===== EXTRAIT RETENU =====
" J'essaye d'écrire de temps en temps, principalement sur des sujets d'actualité ou de politique internationale, mais je manque encore de rigueur pour le faire régulièrement". m'écris Erwann à qui j'ai proposé de publier ses "angles de vue". Voici un premier Billet où il nous présente son analyse de la situation en Afghanistan, en faisant preuve d'une grande connaissance historique et politique de son sujet. (vous pourrez lire d'autres articles sur son blog " pensées au vent").
Afghanistan,ou les bégaiements de l'histoire
La guerre en Afghanistan est largement passée au second plan depuis qu’a débuté celle d’Irak. Elle ne s’est pourtant pas arrêtée, loin de là. Depuis plusieurs mois les Talibans organisent des séries d’attaques dans le but de déstabiliser simultanément la coalition internationale et le gouvernement Afghan. Parallèlement une offensive de plus en plus importante est menée dans le sud-est du pays à partir de la zone tribale située au Pakistan voisin. Elle a pour conséquence le passage sous contrôle Taliban de plusieurs provinces de cette région. Dans les faits, la coalition et le gouvernement Afghan ne contrôlent réellement que les villes et en particulier Kaboul.
===== LIGNES DE DONNÉES =====
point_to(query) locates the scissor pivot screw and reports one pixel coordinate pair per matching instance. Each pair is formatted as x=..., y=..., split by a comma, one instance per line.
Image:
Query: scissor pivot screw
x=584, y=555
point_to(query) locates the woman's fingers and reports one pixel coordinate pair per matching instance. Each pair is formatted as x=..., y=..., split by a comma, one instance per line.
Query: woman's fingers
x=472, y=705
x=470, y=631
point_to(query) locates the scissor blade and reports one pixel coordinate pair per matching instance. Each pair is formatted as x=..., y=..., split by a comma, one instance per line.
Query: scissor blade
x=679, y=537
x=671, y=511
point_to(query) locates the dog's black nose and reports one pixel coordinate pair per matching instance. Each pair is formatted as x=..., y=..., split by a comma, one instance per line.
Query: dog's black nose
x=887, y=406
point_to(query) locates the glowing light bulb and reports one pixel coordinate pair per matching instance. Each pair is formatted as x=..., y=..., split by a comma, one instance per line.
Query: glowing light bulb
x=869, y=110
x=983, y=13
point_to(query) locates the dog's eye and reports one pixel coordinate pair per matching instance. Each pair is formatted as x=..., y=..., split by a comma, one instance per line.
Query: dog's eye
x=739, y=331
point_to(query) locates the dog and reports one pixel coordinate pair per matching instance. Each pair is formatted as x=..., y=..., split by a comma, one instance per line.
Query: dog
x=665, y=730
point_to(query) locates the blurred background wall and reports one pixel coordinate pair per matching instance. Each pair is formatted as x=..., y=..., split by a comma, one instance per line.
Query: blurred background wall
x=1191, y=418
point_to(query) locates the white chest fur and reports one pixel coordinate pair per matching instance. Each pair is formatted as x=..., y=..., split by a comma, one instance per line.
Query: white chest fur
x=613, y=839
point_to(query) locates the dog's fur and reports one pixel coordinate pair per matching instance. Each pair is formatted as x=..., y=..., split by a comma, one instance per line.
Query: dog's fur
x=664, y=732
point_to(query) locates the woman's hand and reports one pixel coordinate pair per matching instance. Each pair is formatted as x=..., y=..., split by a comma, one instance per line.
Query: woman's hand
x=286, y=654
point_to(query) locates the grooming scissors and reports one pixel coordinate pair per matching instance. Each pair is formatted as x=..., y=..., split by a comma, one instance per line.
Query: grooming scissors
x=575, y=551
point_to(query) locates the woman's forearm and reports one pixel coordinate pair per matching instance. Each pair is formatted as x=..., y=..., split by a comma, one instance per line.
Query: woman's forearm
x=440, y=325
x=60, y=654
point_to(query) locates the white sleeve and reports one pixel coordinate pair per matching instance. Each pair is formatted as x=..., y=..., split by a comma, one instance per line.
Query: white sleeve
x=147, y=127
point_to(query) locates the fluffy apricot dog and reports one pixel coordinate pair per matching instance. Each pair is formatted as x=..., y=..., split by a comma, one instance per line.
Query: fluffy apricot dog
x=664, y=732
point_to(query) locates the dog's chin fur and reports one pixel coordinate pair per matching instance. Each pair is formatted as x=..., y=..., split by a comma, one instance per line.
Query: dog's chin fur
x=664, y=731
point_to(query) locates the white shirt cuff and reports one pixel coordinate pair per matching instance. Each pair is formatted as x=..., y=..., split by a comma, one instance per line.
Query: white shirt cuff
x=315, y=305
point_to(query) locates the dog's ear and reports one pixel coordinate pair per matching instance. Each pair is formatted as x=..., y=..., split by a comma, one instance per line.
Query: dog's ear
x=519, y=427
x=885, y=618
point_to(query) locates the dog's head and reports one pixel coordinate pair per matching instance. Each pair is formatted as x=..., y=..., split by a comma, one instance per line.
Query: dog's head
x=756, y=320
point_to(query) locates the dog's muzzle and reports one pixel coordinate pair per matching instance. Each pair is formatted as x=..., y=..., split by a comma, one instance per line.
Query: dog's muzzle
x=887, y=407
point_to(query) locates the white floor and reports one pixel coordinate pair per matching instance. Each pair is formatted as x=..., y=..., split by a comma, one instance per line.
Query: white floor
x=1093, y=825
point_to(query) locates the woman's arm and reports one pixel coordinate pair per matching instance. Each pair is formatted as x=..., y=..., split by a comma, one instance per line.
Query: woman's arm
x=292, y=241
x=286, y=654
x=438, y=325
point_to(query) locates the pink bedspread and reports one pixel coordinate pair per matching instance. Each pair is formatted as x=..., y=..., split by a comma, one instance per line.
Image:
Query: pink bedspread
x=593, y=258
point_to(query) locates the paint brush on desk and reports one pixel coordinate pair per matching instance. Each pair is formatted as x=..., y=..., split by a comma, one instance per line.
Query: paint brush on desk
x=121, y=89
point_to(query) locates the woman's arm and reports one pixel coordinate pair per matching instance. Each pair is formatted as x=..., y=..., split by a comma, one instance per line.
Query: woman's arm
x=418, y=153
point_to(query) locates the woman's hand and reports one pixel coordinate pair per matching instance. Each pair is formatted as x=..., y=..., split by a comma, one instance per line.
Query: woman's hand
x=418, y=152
=====
Répondez aux questions suivantes d'après l'extrait sur l'Afghanistan :
(a) Sur quels sujets Erwann dit-il écrire principalement ?
(b) Comment s'appelle son blog ?
(c) Que contrôlent réellement la coalition et le gouvernement afghan ?

— RÉPONSE ATTENDUE —
(a) Sur des sujets d'actualité ou de politique internationale.
(b) « pensées au vent ».
(c) Les villes seulement, en particulier Kaboul.